**Material supplied**

--------------------

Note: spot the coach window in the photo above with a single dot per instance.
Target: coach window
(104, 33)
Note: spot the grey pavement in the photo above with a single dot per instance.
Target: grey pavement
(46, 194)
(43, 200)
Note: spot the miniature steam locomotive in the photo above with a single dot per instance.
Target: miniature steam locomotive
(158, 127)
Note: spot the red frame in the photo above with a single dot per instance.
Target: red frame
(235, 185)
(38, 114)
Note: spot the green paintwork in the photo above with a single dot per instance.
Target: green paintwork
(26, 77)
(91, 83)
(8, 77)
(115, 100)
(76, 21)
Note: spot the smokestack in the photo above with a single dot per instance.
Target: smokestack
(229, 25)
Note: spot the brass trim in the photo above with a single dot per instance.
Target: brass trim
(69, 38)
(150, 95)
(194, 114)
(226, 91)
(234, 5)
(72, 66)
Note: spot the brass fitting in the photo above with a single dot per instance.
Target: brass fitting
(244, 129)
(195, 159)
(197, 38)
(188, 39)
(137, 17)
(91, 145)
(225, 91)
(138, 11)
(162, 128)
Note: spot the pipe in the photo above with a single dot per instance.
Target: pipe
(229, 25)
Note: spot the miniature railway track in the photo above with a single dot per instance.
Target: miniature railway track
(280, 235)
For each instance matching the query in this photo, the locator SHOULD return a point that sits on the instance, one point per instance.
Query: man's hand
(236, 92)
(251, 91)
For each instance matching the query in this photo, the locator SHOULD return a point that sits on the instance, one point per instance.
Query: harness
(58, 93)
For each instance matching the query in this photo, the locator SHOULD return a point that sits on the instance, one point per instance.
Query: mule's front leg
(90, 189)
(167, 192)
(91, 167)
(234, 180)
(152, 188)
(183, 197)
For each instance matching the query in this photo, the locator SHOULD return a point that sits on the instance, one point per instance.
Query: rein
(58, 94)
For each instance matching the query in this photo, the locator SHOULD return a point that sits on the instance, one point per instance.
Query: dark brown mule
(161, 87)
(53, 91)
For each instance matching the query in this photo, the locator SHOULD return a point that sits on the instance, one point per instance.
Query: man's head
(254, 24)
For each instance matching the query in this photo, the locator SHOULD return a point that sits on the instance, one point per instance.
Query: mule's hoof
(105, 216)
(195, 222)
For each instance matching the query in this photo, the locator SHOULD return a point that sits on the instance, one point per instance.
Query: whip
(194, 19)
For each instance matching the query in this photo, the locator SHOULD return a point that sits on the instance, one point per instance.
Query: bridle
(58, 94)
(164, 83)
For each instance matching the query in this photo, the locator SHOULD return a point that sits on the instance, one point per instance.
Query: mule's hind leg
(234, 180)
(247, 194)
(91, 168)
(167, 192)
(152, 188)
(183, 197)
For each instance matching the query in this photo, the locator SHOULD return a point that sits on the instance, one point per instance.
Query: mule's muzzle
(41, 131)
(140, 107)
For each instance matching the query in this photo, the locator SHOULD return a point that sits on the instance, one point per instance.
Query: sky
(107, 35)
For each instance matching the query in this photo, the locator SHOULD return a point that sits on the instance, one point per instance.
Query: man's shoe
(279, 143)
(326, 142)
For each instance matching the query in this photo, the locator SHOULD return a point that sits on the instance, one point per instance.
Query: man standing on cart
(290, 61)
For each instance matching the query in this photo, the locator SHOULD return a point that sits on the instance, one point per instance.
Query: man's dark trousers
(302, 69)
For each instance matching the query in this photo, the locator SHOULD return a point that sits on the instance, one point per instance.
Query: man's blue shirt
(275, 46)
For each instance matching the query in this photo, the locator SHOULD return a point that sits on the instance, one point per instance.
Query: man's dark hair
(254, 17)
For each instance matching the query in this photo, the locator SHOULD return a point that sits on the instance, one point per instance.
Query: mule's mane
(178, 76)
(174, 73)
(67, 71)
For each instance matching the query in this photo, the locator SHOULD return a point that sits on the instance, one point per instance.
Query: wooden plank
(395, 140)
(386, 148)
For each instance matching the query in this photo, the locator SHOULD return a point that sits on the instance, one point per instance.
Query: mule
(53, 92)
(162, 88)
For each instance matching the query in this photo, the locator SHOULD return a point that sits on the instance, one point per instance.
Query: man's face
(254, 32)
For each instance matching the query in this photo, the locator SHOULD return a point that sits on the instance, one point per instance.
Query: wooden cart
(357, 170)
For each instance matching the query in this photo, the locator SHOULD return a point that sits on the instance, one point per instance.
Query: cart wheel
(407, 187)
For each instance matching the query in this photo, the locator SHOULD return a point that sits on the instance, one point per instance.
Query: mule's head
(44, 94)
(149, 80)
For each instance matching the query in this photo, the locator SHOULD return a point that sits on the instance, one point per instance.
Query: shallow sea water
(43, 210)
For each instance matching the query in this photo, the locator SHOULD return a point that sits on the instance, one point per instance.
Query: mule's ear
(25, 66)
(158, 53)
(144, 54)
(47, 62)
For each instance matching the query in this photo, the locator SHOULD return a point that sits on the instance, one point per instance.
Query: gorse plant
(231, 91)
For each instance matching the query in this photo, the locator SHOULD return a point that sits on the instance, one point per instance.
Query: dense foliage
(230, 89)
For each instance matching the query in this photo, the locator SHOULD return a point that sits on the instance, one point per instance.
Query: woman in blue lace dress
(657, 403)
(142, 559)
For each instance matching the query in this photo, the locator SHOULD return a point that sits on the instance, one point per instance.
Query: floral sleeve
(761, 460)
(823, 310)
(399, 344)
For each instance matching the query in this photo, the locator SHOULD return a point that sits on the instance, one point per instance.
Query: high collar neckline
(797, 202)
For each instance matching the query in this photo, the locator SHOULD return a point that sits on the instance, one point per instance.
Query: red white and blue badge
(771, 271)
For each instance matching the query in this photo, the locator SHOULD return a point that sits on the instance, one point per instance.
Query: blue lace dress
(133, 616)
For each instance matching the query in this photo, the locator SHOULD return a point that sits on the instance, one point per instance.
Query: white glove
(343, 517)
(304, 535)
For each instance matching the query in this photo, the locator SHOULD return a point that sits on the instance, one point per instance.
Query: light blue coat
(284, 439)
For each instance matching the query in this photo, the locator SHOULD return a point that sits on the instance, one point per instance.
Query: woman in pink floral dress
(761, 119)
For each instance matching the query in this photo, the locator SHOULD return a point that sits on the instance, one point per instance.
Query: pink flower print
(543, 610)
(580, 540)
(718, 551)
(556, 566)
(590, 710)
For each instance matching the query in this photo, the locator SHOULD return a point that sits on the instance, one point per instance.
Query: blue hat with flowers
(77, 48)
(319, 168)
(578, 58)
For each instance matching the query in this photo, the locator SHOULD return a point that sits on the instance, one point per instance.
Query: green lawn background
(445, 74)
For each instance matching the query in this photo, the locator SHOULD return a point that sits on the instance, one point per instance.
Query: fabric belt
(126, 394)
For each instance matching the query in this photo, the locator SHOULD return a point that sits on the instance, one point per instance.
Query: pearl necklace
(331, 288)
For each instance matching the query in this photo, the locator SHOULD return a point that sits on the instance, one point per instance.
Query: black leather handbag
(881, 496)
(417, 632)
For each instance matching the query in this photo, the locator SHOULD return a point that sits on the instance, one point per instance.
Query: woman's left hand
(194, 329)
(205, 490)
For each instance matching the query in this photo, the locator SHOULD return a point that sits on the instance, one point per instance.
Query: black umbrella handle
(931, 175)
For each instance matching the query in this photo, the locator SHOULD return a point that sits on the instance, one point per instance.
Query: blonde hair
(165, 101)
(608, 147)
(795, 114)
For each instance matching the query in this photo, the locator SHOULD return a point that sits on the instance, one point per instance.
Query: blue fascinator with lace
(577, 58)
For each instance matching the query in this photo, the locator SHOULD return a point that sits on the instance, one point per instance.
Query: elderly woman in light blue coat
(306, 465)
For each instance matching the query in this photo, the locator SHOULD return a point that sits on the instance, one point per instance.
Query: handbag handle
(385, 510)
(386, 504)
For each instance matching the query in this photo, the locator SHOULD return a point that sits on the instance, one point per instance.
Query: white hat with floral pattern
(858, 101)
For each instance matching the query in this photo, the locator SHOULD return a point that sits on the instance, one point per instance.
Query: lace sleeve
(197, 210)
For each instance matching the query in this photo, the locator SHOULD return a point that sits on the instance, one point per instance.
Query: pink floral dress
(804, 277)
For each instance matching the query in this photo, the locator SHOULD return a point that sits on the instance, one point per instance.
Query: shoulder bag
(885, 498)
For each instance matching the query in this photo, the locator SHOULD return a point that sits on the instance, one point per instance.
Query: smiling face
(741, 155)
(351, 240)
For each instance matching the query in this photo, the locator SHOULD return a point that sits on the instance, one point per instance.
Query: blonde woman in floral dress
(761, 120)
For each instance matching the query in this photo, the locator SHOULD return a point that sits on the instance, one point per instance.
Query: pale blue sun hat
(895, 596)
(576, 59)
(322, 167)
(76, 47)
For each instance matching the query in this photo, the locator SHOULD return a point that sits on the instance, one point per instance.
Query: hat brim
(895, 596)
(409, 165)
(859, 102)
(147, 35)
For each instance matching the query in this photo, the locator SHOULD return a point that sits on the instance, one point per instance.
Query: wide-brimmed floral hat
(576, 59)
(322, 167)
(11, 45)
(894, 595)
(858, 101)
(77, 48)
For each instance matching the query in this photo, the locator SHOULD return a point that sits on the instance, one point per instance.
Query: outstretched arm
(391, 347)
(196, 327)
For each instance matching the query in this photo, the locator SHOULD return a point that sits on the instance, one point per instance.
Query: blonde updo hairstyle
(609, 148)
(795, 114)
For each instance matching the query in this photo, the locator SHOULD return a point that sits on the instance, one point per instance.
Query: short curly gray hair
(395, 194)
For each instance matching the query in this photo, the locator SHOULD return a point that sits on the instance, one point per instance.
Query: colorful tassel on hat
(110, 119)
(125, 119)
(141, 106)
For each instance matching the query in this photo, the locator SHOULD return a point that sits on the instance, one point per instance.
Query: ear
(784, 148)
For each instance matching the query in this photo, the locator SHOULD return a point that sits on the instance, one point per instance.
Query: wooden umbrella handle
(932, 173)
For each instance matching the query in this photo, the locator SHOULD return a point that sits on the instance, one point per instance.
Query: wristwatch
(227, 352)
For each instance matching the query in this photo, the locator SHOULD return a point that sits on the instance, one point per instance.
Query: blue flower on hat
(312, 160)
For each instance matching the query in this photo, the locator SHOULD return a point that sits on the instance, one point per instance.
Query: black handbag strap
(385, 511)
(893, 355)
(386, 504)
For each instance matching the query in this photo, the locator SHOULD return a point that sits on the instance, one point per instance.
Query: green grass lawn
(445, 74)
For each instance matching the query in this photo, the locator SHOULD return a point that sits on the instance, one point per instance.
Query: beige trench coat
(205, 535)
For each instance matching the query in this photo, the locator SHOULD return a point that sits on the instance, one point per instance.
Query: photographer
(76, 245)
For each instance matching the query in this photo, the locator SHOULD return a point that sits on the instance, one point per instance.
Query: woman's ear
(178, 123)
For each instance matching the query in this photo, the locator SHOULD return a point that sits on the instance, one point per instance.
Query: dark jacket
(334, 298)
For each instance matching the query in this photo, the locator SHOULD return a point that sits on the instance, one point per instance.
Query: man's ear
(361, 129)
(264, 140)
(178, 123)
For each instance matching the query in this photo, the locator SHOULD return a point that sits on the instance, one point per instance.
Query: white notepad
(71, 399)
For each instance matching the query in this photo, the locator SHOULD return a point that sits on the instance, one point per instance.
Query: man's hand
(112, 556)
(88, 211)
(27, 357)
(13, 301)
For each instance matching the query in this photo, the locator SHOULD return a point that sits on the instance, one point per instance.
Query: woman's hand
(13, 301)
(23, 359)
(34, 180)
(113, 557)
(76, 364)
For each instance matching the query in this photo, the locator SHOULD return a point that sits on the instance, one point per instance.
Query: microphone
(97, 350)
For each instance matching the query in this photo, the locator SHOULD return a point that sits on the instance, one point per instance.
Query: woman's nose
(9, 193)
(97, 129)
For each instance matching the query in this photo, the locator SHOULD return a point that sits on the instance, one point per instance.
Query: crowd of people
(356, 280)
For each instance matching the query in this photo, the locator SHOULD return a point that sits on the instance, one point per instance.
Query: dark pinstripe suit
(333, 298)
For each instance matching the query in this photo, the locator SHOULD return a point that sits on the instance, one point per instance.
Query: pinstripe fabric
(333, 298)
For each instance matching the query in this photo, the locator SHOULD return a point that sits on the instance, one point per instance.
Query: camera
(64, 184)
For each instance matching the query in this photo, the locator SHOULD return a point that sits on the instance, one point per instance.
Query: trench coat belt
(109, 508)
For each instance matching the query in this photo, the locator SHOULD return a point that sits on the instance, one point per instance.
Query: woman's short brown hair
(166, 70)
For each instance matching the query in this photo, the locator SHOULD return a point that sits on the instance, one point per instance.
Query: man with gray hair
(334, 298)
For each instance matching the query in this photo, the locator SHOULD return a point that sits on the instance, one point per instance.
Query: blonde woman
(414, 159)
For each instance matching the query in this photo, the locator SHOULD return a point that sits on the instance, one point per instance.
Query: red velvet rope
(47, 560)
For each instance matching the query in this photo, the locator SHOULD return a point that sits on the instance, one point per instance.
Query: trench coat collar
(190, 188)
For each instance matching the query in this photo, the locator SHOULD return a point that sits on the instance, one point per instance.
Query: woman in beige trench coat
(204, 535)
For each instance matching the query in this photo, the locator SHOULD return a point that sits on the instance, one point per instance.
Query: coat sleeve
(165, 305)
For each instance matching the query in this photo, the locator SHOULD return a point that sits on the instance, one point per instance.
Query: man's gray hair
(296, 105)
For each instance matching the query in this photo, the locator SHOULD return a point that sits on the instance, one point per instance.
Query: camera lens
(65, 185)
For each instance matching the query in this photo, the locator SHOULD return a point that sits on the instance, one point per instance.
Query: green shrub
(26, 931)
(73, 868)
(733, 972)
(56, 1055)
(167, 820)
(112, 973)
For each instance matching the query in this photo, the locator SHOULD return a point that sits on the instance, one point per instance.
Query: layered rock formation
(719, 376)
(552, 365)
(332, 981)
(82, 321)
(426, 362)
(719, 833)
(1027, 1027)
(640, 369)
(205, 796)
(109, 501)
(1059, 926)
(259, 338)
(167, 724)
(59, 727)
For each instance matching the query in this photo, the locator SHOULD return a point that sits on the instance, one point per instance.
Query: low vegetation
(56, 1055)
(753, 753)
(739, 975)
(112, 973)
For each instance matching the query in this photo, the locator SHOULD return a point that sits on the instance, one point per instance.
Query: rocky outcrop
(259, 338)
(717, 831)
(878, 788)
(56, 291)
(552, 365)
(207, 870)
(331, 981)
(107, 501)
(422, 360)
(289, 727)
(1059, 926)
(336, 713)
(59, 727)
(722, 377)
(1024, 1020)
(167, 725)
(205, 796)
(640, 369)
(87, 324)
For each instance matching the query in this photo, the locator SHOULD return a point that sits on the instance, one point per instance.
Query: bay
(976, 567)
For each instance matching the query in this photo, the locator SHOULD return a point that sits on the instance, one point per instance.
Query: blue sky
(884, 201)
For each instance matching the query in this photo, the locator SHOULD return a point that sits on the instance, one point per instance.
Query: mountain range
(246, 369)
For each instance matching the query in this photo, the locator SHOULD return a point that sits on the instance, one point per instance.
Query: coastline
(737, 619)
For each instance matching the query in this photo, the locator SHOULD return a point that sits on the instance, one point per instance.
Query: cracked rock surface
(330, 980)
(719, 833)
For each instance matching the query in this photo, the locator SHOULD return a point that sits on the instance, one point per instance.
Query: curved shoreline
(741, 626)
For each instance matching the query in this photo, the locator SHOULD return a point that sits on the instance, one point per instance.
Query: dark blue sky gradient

--------------------

Identify every row that contains the word "grey" and copy each of those rows in full.

Note: spot the grey pavement in the photo above with a single dot per instance.
Target: grey pavement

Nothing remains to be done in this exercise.